> **What you should do**
Find every line in the items below that contains the word "railing" and copy each of those lines.

┄┄┄┄┄┄┄┄┄┄

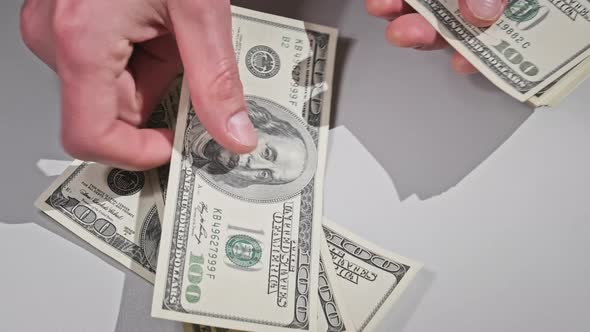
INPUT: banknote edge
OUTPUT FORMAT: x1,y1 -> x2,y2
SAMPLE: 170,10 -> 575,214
34,161 -> 155,284
323,217 -> 423,332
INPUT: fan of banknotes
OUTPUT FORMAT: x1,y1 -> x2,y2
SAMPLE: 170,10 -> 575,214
35,0 -> 590,331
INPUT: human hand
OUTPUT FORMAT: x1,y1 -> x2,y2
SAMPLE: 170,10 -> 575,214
21,0 -> 257,170
365,0 -> 508,74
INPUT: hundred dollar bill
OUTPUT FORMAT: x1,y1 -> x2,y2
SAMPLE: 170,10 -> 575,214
184,235 -> 356,332
528,57 -> 590,107
322,218 -> 422,332
152,7 -> 337,331
147,75 -> 183,217
35,162 -> 161,283
406,0 -> 590,101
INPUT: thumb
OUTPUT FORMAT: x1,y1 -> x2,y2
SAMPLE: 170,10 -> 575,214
459,0 -> 507,27
168,0 -> 258,153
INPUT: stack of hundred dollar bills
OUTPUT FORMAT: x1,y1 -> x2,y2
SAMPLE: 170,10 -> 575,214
405,0 -> 590,107
36,8 -> 420,332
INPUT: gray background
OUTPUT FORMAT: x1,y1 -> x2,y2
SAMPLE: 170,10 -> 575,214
0,0 -> 590,331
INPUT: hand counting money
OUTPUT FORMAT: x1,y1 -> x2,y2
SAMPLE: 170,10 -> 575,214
152,8 -> 336,331
36,8 -> 426,332
407,0 -> 590,106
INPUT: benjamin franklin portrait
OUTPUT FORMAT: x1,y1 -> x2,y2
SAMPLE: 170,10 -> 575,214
185,97 -> 317,202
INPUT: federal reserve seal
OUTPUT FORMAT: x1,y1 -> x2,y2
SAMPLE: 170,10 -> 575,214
225,234 -> 262,267
246,45 -> 281,79
107,168 -> 145,196
504,0 -> 540,22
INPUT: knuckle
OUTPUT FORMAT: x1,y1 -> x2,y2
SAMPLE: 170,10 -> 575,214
52,0 -> 91,50
208,58 -> 244,102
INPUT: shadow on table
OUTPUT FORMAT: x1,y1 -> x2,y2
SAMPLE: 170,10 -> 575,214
380,268 -> 435,332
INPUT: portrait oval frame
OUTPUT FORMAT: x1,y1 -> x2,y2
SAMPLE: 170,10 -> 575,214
193,95 -> 318,203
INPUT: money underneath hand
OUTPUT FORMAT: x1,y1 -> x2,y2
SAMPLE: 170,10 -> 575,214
36,4 -> 420,331
406,0 -> 590,106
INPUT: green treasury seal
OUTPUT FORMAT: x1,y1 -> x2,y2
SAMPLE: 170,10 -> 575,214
225,234 -> 262,267
504,0 -> 540,22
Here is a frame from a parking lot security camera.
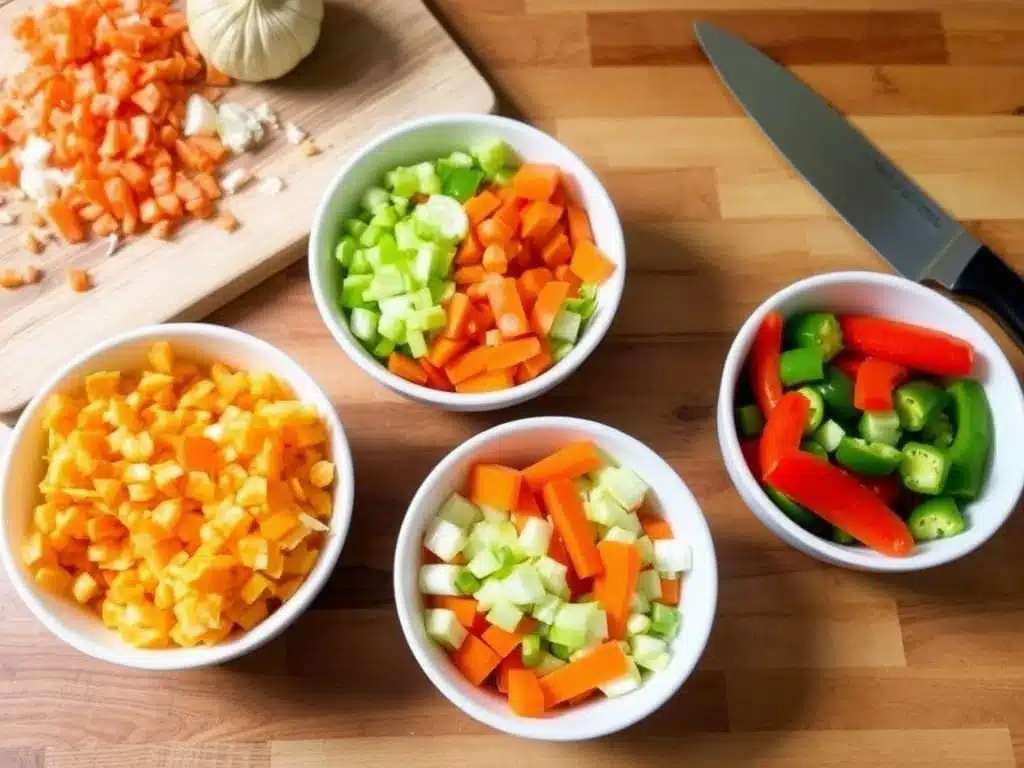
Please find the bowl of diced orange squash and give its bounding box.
[0,324,353,670]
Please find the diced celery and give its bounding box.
[437,494,483,532]
[423,517,475,565]
[594,467,647,510]
[626,613,650,635]
[487,600,523,632]
[466,549,502,579]
[420,563,462,597]
[520,518,554,557]
[530,595,562,624]
[455,568,482,595]
[340,274,374,309]
[637,573,662,602]
[469,138,509,176]
[334,234,356,266]
[519,635,544,669]
[348,307,380,344]
[423,608,468,650]
[406,325,427,359]
[502,563,545,605]
[473,579,505,613]
[373,338,394,358]
[654,539,693,573]
[604,525,637,544]
[534,653,565,677]
[377,314,406,344]
[344,219,367,238]
[650,602,679,638]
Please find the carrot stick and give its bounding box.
[569,241,615,285]
[425,593,477,630]
[387,352,427,384]
[536,638,629,708]
[565,203,594,248]
[541,477,602,579]
[508,669,548,718]
[489,278,532,339]
[452,635,502,685]
[487,331,541,371]
[594,542,640,640]
[512,163,561,200]
[640,514,676,542]
[529,280,569,339]
[469,464,524,510]
[455,370,515,392]
[522,440,604,490]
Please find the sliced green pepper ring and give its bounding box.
[836,437,903,477]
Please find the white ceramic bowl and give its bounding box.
[309,114,626,411]
[0,324,354,670]
[394,417,718,741]
[718,272,1024,571]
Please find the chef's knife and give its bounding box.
[693,22,1024,347]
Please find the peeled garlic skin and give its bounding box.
[186,0,324,83]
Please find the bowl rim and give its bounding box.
[393,416,719,741]
[0,323,355,672]
[306,113,627,411]
[716,270,1024,572]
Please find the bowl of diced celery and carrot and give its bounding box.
[718,272,1024,570]
[309,115,626,411]
[394,418,717,740]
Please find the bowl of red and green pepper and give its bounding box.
[718,272,1024,570]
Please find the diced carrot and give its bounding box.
[424,593,477,630]
[417,357,455,392]
[455,229,483,266]
[452,635,499,686]
[658,579,682,605]
[512,163,561,201]
[481,244,509,274]
[565,203,594,248]
[521,200,564,243]
[508,669,548,718]
[522,440,604,490]
[462,189,502,227]
[640,513,675,542]
[594,542,640,640]
[536,640,629,708]
[569,241,615,285]
[487,331,541,371]
[469,464,522,511]
[542,477,602,579]
[488,278,532,339]
[476,218,515,248]
[387,352,427,385]
[455,370,515,393]
[427,335,469,370]
[529,280,569,339]
[444,347,490,391]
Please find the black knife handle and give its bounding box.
[953,246,1024,349]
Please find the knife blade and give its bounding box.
[693,22,1024,347]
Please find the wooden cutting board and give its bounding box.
[0,0,495,413]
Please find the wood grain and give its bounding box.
[0,0,1024,768]
[0,0,494,413]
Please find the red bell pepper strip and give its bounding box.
[828,352,864,381]
[751,312,782,419]
[766,451,913,557]
[839,316,974,376]
[739,437,764,480]
[853,357,909,411]
[761,392,811,477]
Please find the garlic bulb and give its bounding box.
[187,0,324,83]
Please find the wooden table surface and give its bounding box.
[0,0,1024,768]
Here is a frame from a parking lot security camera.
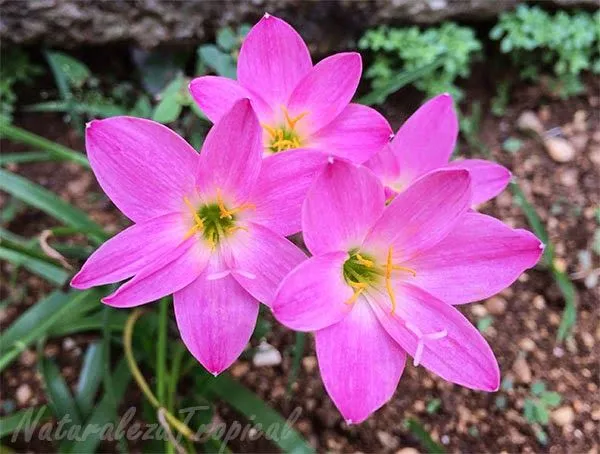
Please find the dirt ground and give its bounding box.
[0,55,600,454]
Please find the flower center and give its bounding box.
[183,190,254,249]
[343,247,417,314]
[262,106,307,153]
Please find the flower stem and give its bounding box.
[123,309,198,441]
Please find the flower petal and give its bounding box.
[85,117,199,222]
[288,52,362,134]
[447,159,511,205]
[237,14,312,107]
[71,213,187,289]
[198,99,263,203]
[406,212,543,304]
[250,148,327,236]
[392,94,458,187]
[371,283,500,391]
[310,104,392,164]
[173,255,260,375]
[302,159,386,255]
[365,170,471,260]
[102,237,210,307]
[315,301,406,424]
[272,252,353,331]
[189,76,273,123]
[226,222,306,305]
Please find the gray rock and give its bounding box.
[0,0,596,48]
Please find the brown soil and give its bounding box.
[0,64,600,454]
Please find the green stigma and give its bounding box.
[343,249,381,285]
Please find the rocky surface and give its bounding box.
[0,0,597,48]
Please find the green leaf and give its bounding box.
[0,405,52,438]
[0,169,108,244]
[198,44,236,79]
[38,356,81,428]
[356,60,443,106]
[152,76,184,124]
[217,27,239,52]
[541,391,562,407]
[477,315,494,333]
[46,51,92,90]
[0,246,69,286]
[60,359,131,454]
[405,418,446,454]
[0,290,102,371]
[209,375,315,454]
[0,151,56,165]
[0,122,90,169]
[75,343,104,418]
[426,398,442,414]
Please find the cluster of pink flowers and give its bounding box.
[72,15,543,423]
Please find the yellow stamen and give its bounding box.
[385,247,396,315]
[281,106,308,129]
[346,281,368,304]
[217,189,255,219]
[354,254,375,268]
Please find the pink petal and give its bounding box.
[288,52,362,134]
[250,148,327,236]
[71,213,187,289]
[392,94,458,188]
[406,212,543,304]
[198,99,263,203]
[272,252,353,331]
[316,301,406,424]
[371,283,500,391]
[85,117,198,222]
[102,237,210,307]
[302,159,386,255]
[365,170,471,260]
[226,222,306,305]
[173,255,259,375]
[365,144,400,190]
[237,15,312,107]
[189,76,273,123]
[310,104,392,164]
[447,159,511,205]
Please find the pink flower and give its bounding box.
[71,100,306,374]
[271,162,542,423]
[365,94,511,205]
[190,14,392,165]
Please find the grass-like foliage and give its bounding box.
[490,5,600,98]
[359,22,481,100]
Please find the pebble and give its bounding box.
[485,296,506,315]
[302,356,317,374]
[517,110,544,136]
[550,405,575,427]
[544,137,575,162]
[519,337,535,352]
[252,342,281,367]
[513,356,531,383]
[377,430,399,449]
[396,448,420,454]
[533,295,546,310]
[16,384,33,405]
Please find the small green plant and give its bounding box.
[523,381,561,444]
[358,22,481,101]
[490,5,600,98]
[0,48,42,121]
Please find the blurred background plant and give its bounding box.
[490,5,600,98]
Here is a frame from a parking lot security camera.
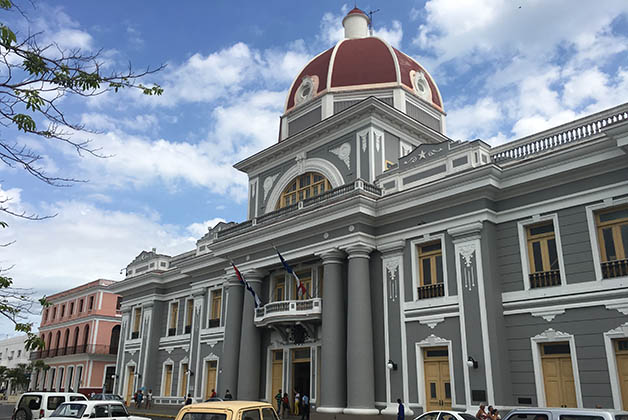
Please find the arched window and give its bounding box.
[278,172,331,208]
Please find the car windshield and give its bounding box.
[181,412,227,420]
[50,403,86,419]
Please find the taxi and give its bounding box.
[176,401,279,420]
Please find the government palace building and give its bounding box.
[109,8,628,418]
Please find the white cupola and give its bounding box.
[342,7,370,39]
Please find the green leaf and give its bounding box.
[13,114,37,132]
[0,23,17,48]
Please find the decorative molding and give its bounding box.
[329,142,351,170]
[417,334,449,346]
[530,308,565,322]
[605,302,628,315]
[358,131,369,153]
[264,174,279,200]
[419,315,445,330]
[532,328,573,341]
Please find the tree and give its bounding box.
[0,0,164,350]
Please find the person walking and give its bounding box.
[146,389,153,409]
[275,389,282,414]
[281,392,290,418]
[301,393,310,420]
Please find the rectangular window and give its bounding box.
[417,240,445,299]
[595,206,628,279]
[526,220,560,289]
[273,278,286,302]
[168,302,179,336]
[185,299,194,334]
[207,290,222,328]
[131,308,142,338]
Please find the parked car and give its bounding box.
[89,394,124,402]
[414,411,478,420]
[13,392,87,420]
[49,400,150,420]
[176,401,279,420]
[503,408,628,420]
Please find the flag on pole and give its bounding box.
[231,261,262,308]
[273,246,307,297]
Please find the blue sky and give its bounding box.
[0,0,628,334]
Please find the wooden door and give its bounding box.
[270,350,285,398]
[205,360,218,399]
[164,365,172,397]
[423,347,451,411]
[541,342,578,407]
[126,366,135,405]
[615,339,628,410]
[179,363,188,397]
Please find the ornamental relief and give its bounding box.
[458,244,476,291]
[329,142,351,170]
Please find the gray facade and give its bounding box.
[109,13,628,415]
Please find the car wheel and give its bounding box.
[13,408,33,420]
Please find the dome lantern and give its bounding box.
[342,7,370,39]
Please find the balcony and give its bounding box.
[602,259,628,279]
[417,283,445,299]
[528,270,560,289]
[255,298,323,327]
[30,344,118,360]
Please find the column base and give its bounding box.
[342,408,379,416]
[316,407,344,414]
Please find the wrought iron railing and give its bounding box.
[417,283,445,299]
[491,104,628,163]
[528,270,560,289]
[602,259,628,279]
[30,344,118,360]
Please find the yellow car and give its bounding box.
[176,401,279,420]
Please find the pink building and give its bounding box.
[31,279,121,394]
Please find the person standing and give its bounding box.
[293,389,301,416]
[146,389,153,408]
[301,393,310,420]
[275,389,282,413]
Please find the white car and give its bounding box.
[414,411,478,420]
[13,391,87,420]
[47,400,150,420]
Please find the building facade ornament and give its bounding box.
[330,142,351,170]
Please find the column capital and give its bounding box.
[316,248,347,264]
[377,240,406,258]
[343,243,375,259]
[447,222,482,242]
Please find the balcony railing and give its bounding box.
[602,259,628,279]
[491,105,628,163]
[30,344,118,360]
[417,283,445,299]
[218,179,382,238]
[528,270,560,289]
[255,298,323,326]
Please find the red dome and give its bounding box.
[286,37,443,111]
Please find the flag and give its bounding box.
[273,247,307,297]
[231,261,262,308]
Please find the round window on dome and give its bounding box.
[294,76,318,104]
[411,71,432,101]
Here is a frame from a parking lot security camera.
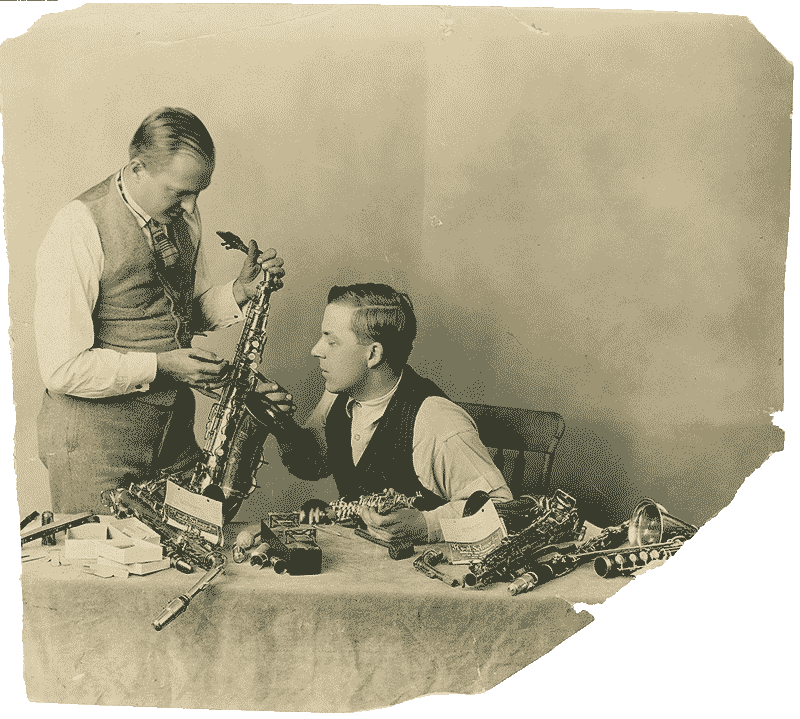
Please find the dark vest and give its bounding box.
[77,175,197,404]
[325,365,447,510]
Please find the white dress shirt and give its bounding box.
[305,380,513,542]
[34,174,243,398]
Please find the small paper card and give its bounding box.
[164,481,223,546]
[441,502,507,564]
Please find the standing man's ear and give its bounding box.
[367,342,383,369]
[128,157,145,176]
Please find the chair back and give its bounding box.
[457,402,565,498]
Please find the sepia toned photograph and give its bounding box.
[0,3,793,715]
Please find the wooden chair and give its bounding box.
[457,402,565,498]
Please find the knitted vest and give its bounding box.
[77,175,197,404]
[325,365,447,509]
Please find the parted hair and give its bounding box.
[129,107,214,168]
[328,282,417,371]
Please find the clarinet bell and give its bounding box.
[628,499,697,547]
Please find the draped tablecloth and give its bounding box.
[21,525,629,712]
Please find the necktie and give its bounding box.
[147,219,178,269]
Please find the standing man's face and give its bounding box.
[311,302,372,398]
[130,152,214,224]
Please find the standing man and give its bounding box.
[259,284,512,543]
[35,107,284,512]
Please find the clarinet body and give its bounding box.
[464,489,585,586]
[153,554,225,632]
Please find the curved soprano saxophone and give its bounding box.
[123,232,282,544]
[188,232,281,522]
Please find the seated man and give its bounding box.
[259,284,512,543]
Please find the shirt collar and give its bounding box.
[345,372,403,419]
[117,165,151,227]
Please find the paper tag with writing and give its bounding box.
[164,481,223,546]
[441,502,507,564]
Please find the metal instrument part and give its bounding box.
[464,489,585,586]
[355,527,414,559]
[414,549,460,587]
[42,512,56,547]
[628,499,697,546]
[19,510,39,532]
[20,512,100,544]
[326,488,422,522]
[132,232,292,524]
[153,553,225,632]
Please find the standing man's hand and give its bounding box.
[156,348,229,396]
[233,240,286,307]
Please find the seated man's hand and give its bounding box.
[360,507,428,544]
[255,380,297,416]
[300,499,331,524]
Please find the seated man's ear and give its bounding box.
[367,342,383,369]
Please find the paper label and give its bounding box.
[441,502,507,564]
[164,480,223,546]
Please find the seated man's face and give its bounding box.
[311,302,371,395]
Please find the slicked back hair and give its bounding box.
[129,107,214,170]
[328,282,417,372]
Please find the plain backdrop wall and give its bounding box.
[0,5,792,524]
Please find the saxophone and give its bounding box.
[125,232,283,528]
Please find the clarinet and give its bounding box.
[464,489,585,587]
[325,488,422,522]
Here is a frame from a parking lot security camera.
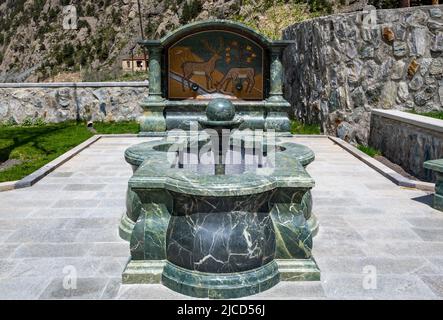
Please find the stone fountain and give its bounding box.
[120,22,320,298]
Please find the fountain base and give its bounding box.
[122,258,320,299]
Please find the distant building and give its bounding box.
[122,56,147,71]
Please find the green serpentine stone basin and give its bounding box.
[120,137,320,298]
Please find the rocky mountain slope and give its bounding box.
[0,0,340,82]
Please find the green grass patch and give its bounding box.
[291,120,321,134]
[409,111,443,120]
[357,144,381,158]
[94,121,140,134]
[0,121,139,182]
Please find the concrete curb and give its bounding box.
[328,136,435,192]
[0,81,149,89]
[0,134,435,192]
[0,135,102,192]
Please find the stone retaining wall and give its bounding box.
[369,110,443,181]
[283,5,443,144]
[0,82,148,124]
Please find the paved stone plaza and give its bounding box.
[0,137,443,299]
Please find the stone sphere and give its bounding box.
[206,98,235,121]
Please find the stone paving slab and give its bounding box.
[0,137,443,299]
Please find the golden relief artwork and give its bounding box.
[168,30,264,100]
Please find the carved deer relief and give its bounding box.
[217,68,255,93]
[182,38,224,91]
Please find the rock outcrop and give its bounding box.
[283,5,443,144]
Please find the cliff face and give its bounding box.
[0,0,245,82]
[0,0,340,82]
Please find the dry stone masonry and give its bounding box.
[0,82,147,124]
[283,5,443,144]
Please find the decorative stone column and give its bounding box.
[268,46,284,101]
[148,46,164,101]
[139,40,166,136]
[424,159,443,211]
[265,40,293,134]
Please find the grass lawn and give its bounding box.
[357,144,381,158]
[0,121,139,182]
[291,120,321,134]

┄┄┄┄┄┄┄┄┄┄

> **Exercise result**
Please find the wrought iron railing and give its bounding box.
Please find the balcony railing and give its bounding box.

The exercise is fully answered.